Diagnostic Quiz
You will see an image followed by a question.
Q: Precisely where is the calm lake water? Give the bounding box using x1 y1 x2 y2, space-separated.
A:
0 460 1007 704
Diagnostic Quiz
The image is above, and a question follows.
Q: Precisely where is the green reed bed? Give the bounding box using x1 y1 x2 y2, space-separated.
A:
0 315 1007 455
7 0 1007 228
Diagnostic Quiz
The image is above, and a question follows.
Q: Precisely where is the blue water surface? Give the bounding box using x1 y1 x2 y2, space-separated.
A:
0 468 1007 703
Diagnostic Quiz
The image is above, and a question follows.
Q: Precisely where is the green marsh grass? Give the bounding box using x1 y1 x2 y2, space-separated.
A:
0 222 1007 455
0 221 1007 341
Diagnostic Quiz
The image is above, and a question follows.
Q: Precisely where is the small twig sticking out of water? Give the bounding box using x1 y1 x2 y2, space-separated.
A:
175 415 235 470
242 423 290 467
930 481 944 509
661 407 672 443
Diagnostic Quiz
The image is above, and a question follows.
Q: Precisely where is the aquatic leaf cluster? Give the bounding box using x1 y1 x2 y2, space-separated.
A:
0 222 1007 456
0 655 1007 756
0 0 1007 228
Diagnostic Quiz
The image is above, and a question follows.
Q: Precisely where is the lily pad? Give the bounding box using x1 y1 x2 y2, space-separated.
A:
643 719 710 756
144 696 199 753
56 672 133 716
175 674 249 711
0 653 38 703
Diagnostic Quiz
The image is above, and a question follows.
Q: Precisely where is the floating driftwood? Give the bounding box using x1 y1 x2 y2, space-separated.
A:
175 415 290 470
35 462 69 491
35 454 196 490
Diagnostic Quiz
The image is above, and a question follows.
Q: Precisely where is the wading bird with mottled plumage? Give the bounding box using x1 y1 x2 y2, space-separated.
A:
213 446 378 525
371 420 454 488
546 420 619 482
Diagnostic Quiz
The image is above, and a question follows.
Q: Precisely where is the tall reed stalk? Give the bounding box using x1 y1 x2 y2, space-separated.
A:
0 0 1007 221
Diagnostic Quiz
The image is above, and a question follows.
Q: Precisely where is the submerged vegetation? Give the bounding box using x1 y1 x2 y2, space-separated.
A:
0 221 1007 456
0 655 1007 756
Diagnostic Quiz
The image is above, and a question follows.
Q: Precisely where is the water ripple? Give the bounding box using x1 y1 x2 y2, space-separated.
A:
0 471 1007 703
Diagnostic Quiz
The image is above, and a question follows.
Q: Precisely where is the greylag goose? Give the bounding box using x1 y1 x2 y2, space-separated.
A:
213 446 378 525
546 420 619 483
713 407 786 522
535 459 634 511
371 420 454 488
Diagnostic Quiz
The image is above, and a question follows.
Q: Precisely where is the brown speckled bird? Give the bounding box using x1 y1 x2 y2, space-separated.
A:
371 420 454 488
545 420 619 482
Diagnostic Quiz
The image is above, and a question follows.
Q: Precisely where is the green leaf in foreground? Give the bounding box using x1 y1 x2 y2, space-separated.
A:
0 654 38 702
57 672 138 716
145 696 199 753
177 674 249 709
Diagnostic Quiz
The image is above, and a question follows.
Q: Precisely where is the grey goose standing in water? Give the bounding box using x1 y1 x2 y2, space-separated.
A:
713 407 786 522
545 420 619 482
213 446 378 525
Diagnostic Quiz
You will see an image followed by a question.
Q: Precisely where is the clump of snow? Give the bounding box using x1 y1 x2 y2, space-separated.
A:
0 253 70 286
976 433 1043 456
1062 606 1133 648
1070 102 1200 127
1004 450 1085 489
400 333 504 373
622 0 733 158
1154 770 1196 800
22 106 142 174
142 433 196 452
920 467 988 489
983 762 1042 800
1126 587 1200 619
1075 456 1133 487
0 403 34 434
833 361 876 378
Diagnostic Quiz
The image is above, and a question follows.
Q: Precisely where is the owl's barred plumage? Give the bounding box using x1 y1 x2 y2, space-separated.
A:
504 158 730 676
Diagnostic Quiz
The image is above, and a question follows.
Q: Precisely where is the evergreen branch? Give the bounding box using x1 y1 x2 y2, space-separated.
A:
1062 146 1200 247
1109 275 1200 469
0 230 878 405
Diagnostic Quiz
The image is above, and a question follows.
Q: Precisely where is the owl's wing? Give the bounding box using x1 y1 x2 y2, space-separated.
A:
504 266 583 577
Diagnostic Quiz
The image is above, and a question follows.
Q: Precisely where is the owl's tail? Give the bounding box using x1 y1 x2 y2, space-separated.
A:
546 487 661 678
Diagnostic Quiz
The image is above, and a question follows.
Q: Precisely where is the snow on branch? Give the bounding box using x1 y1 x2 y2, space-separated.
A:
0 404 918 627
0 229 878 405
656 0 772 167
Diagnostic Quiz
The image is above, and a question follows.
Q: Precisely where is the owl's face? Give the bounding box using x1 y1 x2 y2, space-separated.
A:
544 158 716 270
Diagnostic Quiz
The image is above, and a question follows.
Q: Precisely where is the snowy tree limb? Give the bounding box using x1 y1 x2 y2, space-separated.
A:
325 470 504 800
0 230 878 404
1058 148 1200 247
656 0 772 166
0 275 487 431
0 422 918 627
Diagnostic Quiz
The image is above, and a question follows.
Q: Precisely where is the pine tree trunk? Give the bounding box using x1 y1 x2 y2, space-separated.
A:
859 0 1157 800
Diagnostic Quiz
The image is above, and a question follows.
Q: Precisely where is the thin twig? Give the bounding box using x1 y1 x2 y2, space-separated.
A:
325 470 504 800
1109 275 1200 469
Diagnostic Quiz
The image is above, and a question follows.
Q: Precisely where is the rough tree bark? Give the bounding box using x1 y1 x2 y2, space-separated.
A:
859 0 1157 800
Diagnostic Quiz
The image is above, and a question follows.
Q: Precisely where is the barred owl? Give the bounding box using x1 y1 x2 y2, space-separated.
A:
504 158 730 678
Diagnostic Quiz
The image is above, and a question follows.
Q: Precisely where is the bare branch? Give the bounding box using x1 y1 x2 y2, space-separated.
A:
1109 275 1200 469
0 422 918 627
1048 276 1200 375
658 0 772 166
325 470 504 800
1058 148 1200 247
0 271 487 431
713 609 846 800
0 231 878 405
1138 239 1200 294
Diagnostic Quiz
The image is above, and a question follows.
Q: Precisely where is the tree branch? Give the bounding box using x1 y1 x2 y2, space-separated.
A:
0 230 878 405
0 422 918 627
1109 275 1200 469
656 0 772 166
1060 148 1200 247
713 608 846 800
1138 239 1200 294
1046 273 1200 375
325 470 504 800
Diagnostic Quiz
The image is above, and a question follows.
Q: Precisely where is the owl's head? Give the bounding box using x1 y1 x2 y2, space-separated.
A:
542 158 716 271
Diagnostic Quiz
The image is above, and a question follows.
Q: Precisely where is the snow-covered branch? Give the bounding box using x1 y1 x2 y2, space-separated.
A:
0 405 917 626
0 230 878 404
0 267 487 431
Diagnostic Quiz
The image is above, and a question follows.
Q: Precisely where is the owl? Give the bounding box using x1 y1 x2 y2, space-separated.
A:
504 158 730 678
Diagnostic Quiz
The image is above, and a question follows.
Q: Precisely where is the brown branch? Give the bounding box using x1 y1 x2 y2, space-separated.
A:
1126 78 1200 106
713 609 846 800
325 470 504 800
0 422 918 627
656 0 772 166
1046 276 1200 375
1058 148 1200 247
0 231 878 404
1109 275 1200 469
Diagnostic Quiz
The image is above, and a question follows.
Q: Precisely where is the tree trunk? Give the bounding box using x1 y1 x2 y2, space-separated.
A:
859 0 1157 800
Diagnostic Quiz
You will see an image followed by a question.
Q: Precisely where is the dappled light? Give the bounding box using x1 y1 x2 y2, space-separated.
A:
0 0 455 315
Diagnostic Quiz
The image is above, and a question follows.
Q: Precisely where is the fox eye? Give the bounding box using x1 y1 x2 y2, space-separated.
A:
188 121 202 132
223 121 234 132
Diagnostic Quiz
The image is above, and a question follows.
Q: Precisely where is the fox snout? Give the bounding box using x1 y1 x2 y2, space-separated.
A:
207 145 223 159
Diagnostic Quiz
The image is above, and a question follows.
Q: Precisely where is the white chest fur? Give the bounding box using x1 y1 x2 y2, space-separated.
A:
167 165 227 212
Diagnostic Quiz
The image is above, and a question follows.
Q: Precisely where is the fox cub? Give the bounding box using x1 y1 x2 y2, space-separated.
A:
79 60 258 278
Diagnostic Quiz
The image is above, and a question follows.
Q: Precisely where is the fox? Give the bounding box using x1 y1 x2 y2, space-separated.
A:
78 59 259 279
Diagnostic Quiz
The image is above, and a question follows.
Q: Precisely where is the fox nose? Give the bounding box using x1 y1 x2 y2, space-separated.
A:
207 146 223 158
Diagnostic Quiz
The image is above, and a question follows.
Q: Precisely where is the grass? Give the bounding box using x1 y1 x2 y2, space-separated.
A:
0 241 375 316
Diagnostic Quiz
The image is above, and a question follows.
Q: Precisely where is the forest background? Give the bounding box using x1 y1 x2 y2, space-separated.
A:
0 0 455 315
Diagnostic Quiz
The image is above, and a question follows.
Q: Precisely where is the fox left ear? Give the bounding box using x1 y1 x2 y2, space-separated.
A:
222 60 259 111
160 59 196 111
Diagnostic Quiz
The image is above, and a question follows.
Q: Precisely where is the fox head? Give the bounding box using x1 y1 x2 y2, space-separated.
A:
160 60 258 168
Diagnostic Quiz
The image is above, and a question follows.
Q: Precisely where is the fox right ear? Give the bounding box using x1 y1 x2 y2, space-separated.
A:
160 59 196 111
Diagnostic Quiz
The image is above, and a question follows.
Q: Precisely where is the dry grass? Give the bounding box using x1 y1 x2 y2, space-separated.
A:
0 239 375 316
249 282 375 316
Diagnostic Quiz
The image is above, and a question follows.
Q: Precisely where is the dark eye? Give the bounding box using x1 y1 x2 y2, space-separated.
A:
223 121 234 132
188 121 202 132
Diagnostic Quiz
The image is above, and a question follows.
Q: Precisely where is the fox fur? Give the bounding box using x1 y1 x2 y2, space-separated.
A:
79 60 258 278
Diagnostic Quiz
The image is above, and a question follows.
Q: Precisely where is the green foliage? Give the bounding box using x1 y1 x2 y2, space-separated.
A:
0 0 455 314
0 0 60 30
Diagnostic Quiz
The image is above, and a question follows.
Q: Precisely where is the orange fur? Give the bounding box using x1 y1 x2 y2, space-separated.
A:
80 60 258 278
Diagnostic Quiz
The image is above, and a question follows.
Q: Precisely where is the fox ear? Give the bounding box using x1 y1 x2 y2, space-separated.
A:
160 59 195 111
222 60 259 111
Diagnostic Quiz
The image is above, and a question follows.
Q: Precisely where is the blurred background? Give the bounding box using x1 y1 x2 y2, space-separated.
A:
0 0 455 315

====

▸ Exercise
List each line from the entries above that contains the string "barred", matching case exactly.

▸ Expected answer
Q: Precisely where is the owl's barred plumage? Give the bounding box using x1 y1 x2 y2, space-separated.
Q: Precisely where is the barred owl? Give the bounding box using x1 y1 x2 y2, space-separated.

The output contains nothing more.